►

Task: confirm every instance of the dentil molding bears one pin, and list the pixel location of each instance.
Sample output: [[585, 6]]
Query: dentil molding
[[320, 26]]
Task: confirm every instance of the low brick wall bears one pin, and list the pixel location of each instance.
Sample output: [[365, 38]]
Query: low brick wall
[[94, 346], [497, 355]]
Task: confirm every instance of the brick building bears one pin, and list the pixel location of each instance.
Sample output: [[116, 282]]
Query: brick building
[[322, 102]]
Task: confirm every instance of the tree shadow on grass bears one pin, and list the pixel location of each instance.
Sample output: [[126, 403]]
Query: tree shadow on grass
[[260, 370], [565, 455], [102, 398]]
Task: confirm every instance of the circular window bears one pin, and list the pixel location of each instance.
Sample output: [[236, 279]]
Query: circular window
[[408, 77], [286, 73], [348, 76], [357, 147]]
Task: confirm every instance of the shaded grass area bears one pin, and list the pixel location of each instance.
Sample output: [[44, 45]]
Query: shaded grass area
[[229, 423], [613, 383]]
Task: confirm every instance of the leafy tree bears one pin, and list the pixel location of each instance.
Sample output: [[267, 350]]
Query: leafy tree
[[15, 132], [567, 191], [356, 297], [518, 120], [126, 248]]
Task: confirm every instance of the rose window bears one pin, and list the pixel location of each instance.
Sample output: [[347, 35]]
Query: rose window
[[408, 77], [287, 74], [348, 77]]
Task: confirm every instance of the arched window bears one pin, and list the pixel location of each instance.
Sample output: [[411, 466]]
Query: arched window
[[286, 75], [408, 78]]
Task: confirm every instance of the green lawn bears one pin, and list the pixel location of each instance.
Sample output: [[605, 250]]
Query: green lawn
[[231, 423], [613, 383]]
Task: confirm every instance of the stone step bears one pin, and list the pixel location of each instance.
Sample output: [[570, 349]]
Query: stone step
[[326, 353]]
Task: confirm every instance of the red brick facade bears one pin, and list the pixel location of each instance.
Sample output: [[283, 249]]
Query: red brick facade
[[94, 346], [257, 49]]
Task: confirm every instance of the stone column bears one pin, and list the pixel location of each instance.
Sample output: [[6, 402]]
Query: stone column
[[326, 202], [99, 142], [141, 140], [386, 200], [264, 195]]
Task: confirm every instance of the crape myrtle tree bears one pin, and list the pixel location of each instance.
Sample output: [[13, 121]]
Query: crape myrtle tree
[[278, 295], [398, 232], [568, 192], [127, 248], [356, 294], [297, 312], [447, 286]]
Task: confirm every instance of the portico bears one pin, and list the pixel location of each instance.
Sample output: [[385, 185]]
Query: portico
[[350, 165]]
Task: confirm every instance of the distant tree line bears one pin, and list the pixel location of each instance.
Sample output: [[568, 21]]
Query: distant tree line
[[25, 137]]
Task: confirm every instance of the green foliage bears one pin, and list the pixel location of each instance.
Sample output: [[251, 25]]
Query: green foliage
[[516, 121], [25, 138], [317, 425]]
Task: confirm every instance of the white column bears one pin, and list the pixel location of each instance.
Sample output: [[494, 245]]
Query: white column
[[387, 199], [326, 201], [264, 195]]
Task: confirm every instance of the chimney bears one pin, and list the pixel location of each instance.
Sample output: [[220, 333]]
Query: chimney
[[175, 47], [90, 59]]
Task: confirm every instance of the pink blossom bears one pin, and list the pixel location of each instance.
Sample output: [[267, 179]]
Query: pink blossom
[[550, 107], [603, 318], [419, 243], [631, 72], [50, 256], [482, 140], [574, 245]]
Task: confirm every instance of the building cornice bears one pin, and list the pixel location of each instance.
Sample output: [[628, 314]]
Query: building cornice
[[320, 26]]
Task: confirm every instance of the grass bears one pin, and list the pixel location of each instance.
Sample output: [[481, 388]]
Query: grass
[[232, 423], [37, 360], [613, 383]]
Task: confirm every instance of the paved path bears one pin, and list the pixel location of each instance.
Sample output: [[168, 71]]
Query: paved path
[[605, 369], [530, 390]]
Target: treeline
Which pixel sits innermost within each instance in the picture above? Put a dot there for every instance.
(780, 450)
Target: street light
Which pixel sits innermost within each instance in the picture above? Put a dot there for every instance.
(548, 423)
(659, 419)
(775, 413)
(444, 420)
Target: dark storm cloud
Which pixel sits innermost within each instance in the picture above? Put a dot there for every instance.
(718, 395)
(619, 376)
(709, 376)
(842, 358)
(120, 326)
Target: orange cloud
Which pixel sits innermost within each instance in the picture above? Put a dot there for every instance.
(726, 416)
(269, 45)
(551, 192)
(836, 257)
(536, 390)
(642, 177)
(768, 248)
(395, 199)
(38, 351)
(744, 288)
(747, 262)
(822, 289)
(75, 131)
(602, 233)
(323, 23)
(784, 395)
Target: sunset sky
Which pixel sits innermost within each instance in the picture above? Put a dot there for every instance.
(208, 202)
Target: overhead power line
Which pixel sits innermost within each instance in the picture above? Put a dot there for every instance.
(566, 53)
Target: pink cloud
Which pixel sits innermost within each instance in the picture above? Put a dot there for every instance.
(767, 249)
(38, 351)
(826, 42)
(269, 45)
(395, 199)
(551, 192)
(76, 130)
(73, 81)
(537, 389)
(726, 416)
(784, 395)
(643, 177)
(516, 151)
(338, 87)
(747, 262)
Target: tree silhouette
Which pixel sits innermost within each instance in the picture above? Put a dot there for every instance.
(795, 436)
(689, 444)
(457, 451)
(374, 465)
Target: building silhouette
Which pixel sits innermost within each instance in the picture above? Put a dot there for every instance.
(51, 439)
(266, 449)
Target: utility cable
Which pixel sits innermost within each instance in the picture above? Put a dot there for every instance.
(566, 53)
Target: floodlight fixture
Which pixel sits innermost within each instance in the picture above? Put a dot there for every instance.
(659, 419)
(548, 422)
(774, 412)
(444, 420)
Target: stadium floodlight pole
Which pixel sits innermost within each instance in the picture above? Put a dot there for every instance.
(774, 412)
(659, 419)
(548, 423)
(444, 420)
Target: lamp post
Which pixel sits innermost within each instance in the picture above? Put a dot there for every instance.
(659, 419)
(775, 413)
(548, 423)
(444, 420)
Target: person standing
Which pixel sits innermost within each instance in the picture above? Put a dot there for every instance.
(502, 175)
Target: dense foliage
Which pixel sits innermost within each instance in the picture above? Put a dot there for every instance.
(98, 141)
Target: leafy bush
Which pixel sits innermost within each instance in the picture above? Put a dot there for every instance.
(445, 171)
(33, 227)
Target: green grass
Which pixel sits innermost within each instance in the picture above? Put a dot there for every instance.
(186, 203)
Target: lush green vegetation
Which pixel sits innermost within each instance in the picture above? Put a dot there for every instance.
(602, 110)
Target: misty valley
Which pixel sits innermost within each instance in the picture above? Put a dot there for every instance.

◄

Which lines above hold the word "silhouette"? Copy each of them.

Target: tree silhouette
Target: building silhouette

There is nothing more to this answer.